Aim:
Rewrite the data as a two-column CSV with the headers "request" and "answer", one row per request, putting each in a single quoted field and replacing line breaks with spaces. Cover only the data from the line containing "Report the position of every instance of the parked" through the line containing "pixel 210 95", both included.

Labeled point records
# # # #

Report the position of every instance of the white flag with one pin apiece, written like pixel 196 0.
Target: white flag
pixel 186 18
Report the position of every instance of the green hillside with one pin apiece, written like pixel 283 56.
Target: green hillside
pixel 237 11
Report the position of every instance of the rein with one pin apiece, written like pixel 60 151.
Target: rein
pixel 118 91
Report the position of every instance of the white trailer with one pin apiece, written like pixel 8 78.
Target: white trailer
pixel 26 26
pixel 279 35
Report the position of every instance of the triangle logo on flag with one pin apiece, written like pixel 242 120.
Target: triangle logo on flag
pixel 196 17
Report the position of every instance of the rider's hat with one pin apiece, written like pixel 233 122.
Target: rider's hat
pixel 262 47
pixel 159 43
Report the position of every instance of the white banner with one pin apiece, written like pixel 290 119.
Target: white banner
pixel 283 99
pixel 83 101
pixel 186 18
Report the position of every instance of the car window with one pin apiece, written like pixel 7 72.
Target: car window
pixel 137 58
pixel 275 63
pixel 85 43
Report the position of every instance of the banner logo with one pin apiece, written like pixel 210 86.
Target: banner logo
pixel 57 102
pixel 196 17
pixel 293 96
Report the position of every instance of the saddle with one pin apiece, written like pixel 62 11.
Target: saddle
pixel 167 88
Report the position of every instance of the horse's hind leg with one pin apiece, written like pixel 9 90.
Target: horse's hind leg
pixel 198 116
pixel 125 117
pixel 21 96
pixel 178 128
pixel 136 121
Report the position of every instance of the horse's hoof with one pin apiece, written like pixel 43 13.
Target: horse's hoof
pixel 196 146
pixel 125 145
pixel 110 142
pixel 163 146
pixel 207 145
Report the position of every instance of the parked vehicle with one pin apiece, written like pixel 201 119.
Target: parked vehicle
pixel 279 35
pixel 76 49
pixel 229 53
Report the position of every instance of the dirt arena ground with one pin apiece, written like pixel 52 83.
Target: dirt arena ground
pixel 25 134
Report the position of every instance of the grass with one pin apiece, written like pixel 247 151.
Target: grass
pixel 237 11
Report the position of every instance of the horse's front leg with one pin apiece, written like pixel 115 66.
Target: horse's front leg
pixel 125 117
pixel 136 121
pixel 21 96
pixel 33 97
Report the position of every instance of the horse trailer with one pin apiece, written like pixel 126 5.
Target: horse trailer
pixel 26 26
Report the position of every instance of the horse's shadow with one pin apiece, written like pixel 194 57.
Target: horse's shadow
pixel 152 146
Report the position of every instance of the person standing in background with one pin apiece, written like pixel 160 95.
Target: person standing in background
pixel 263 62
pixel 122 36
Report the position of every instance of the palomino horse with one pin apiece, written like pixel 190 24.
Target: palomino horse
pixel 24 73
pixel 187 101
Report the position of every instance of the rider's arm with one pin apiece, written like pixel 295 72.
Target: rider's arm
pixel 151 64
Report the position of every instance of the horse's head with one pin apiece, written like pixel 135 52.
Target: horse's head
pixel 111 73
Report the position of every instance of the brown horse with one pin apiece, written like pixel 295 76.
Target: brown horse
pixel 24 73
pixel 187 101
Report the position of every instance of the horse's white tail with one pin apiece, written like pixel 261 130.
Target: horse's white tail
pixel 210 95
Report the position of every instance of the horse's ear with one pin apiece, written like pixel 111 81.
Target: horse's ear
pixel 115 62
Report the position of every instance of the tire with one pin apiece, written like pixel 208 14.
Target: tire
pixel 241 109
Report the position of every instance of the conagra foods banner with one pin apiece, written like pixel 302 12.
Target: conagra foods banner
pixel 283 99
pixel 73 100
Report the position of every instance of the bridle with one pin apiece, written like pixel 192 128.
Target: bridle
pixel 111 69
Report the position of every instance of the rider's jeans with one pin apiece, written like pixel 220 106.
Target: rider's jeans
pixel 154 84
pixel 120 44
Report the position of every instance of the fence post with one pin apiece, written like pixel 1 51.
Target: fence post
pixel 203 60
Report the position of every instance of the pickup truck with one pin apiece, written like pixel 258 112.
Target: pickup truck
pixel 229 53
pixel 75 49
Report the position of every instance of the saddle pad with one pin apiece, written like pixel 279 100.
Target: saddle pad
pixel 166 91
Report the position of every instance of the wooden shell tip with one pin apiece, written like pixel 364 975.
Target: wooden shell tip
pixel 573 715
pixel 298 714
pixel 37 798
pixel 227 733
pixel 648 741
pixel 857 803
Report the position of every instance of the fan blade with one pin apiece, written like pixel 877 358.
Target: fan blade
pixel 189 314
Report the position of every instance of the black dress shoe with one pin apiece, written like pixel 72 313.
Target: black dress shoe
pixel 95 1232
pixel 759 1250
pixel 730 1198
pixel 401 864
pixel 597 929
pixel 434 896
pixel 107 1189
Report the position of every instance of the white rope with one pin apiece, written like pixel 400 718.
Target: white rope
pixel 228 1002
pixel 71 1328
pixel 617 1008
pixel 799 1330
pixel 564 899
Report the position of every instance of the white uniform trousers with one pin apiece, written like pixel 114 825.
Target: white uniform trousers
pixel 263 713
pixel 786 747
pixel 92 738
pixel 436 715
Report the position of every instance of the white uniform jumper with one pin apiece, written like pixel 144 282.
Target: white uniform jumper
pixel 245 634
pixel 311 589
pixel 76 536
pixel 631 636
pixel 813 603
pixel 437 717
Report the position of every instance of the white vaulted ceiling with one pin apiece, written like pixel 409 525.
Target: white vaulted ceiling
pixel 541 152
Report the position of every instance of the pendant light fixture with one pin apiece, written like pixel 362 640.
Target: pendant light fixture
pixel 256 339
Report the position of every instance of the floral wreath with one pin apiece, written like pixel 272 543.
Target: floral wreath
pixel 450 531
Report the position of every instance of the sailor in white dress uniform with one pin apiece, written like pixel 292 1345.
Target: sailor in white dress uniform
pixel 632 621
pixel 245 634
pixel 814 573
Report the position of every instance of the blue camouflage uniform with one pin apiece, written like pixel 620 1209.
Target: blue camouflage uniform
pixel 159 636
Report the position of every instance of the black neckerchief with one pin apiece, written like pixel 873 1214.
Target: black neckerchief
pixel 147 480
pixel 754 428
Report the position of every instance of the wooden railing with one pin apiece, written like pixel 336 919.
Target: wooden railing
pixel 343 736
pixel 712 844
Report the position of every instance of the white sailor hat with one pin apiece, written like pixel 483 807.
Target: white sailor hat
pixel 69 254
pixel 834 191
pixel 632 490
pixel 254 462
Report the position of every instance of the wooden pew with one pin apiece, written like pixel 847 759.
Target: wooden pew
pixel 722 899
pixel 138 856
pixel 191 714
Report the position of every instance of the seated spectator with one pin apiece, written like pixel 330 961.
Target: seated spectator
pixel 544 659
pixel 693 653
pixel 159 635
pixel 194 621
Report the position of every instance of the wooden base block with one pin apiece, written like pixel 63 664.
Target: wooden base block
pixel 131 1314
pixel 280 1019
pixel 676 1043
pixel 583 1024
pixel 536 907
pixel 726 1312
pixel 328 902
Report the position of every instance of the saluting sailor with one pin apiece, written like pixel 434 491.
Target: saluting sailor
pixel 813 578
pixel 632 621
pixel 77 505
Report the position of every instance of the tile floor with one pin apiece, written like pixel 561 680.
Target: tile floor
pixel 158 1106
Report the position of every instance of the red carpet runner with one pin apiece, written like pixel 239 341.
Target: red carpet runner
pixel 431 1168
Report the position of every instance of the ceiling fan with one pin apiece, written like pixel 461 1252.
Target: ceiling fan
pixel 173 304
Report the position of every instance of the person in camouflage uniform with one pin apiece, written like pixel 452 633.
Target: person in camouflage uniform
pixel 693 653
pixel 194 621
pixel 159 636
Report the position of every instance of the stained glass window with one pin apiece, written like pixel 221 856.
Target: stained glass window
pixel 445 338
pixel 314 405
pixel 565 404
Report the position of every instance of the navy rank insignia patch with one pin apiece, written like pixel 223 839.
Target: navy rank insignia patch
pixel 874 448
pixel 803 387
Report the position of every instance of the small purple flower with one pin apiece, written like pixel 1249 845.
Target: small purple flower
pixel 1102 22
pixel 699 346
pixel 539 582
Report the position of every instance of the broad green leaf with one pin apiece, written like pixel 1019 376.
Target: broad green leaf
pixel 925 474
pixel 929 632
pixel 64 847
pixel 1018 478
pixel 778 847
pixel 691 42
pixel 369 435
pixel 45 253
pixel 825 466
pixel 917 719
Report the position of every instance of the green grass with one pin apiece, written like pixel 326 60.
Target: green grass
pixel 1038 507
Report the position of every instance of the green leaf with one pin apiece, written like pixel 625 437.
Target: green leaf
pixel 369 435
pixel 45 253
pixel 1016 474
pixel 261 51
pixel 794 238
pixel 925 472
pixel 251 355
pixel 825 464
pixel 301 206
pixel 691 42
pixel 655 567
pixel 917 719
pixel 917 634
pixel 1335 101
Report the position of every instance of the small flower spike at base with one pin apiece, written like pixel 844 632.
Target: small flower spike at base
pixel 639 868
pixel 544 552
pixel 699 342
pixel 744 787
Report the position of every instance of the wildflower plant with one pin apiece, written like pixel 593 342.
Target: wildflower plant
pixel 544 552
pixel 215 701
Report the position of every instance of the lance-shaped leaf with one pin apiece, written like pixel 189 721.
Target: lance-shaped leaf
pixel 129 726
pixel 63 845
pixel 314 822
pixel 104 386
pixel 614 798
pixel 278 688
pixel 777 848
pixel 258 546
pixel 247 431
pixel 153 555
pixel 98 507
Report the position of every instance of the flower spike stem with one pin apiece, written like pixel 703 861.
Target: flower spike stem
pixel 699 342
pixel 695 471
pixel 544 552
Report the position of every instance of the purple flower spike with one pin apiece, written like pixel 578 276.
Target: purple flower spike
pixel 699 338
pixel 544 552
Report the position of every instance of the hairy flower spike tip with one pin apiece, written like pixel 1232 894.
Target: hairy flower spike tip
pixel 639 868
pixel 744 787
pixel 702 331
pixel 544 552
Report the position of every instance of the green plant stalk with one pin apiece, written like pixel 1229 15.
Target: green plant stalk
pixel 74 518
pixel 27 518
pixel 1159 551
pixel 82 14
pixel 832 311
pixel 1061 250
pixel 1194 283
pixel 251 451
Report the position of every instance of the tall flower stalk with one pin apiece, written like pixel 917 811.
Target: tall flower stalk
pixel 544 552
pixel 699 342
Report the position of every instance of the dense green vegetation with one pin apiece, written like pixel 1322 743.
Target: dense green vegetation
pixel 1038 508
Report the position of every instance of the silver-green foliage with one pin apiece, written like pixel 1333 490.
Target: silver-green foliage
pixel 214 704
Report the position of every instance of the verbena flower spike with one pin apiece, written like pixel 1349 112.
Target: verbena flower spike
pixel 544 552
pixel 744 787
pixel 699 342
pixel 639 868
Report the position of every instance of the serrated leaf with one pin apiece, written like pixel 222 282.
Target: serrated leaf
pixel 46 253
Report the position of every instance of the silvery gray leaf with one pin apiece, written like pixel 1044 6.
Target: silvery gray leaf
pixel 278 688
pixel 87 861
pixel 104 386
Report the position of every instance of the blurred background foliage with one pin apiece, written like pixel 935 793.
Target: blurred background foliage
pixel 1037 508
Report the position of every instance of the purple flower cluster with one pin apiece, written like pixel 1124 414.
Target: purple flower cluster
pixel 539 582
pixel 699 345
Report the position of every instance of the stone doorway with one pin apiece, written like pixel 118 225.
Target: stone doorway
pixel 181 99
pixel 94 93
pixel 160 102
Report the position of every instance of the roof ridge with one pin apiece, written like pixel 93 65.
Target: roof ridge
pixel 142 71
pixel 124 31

# # # #

Solved exercise:
request,answer
"Report the position of every instance of the parked vehicle with one pin apiece, written like pixel 201 119. Target: parked vehicle","pixel 279 35 pixel 76 49 pixel 229 53"
"Report the position of every instance of the dirt arena ground with one pin apiece, written like pixel 52 83. Target: dirt arena ground","pixel 25 134"
"Report the position of every instance of the grass with one pin apiece, written like pixel 247 151. Target: grass","pixel 237 11"
"Report the position of every instance of the horse's front leg with one pin apiece, written like pixel 115 66. Target: horse's front leg","pixel 125 117 pixel 136 121 pixel 21 96 pixel 33 97"
"Report the position of every instance of the horse trailer with one pin apiece, written like pixel 126 5. Target: horse trailer","pixel 26 26"
"Report the position of every instance of the horse's shadow with one pin apiece, written like pixel 194 57. Target: horse's shadow","pixel 152 146"
"Report the position of every instance of the person standing in background with one pin apiece, written like pixel 160 95. Target: person standing in background","pixel 263 62 pixel 122 36"
"Report the position of every instance of the palomino horse with one pin apiece, written like pixel 190 24. Target: palomino horse","pixel 24 73 pixel 187 101"
"Report the position of every instance of the rider's arm with one pin apiece, written like pixel 295 72. Target: rider's arm","pixel 151 64"
"Report the position of every instance of the horse's head with one pin apiece, written like pixel 135 52. Target: horse's head","pixel 111 73"
"Report the position of every instance of the brown horse with one pin apiece, written like pixel 295 76. Target: brown horse","pixel 24 73 pixel 187 101"
"Report the position of every instance of the horse's white tail with one pin apiece, written like pixel 261 130. Target: horse's white tail","pixel 210 95"